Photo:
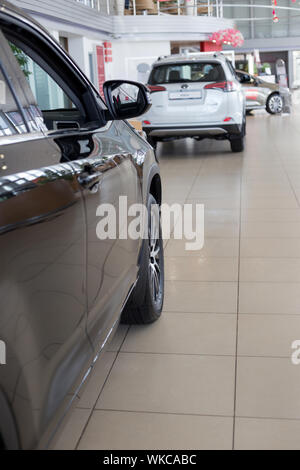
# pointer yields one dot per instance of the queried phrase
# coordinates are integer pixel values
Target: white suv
(195, 96)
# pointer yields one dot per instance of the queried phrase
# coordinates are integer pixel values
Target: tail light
(224, 86)
(155, 88)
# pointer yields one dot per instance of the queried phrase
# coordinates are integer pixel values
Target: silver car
(260, 94)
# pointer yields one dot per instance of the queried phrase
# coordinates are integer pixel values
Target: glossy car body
(207, 104)
(260, 94)
(62, 289)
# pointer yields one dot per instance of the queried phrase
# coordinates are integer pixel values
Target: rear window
(187, 72)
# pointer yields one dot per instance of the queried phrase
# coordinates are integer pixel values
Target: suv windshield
(187, 72)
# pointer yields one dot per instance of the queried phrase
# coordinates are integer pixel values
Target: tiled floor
(215, 372)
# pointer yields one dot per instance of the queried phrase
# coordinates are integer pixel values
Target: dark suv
(64, 156)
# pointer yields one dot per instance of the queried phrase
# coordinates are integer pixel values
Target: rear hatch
(183, 93)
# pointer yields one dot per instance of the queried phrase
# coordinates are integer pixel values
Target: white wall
(126, 55)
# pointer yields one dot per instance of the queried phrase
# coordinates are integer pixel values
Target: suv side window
(48, 98)
(12, 116)
(11, 120)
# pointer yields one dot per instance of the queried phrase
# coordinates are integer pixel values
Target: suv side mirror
(126, 99)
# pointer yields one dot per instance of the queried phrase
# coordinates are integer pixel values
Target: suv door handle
(90, 182)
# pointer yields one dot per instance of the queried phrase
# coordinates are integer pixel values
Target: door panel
(42, 280)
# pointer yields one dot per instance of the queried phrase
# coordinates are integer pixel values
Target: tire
(237, 143)
(274, 104)
(146, 300)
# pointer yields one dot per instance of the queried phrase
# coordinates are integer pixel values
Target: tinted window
(187, 72)
(50, 102)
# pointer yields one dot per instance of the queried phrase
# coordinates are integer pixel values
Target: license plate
(185, 95)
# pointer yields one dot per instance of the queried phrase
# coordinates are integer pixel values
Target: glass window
(187, 72)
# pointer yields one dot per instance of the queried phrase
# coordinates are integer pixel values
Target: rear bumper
(218, 130)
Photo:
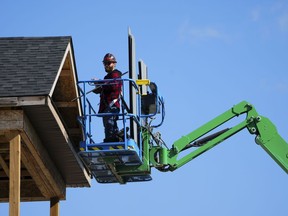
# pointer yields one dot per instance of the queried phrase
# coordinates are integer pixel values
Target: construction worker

□ □ □ □

§ **Directions**: Only the pictures stay behind; copy everything else in the records above exactly.

§ **Exercise response**:
Photo:
# pointer yields one dot per instance of the queried phrase
# coordinates are integer pixel values
Target: white suv
(195, 96)
# pointer yields one dot per instance of the queried phrase
# coordinates are integer pixel values
Target: tail light
(224, 86)
(155, 88)
# pointer yields one dot per instance of the queried phrase
# coordinates are integer pixel values
Target: silver car
(260, 94)
# pointer yields one dot per instance of the queried phrase
# coordinates are integer pixel values
Target: glossy car body
(207, 104)
(260, 94)
(62, 289)
# pointer yields one dot per instance of the queried phrase
# coordinates are integer pixel values
Target: rear window
(187, 72)
# pointer yields one dot per instance of the queried phrase
# coordinates are integer pixel values
Target: suv windshield
(187, 72)
# pointer yields one dot per instance of the queried phrase
# coordinates are integer pixel values
Target: tiled floor
(215, 372)
# pointer yields one dot per instance of the queried phrase
# coordinates are integer pixel values
Target: dark suv
(64, 156)
# pointer yields one dot per instance of the queried phrase
# coordinates are integer pixel values
Target: rear hatch
(183, 93)
# pointer yields one dot per instance of the queried phrase
# coordinates are integer pixel values
Target: white wall
(126, 55)
# pointer yields one dot per instance of the queried phrase
# coordinates are integer pixel values
Target: suv side window
(48, 98)
(12, 116)
(11, 120)
# pointer yields one dot per instance of the queried phrase
# coordinates are integer pixel values
Target: suv side mirror
(126, 99)
# pointer yields one dot per instance of the queried phrase
# coordinates are integer pixel values
Target: suv door handle
(90, 182)
# pointer yields one dot per instance of the queried phrase
# coordinates are integer pixel values
Target: door panel
(42, 280)
# pointer yields one dot per instance of the queried phrase
# coordinates are integer pixel values
Target: tire
(237, 143)
(274, 104)
(146, 300)
# pointer yields one dot per instance of the queried phrase
# coordinates are integer pixel values
Target: tinted window
(187, 72)
(50, 102)
# pointer yields one dot per instance of the queried phrase
# coordinates are integer pixel values
Target: license plate
(185, 95)
# pointer yields one dot per instance of the queried phrase
# coordinates are integer pixel values
Target: glass window
(187, 72)
# pointer yields one dot per instance of the queried phrase
# coordinates are integer pixel values
Target: rear bumper
(218, 130)
Photo:
# pointer yields one dot per instance of the queried phrase
# coordinates are integer pixel values
Target: construction worker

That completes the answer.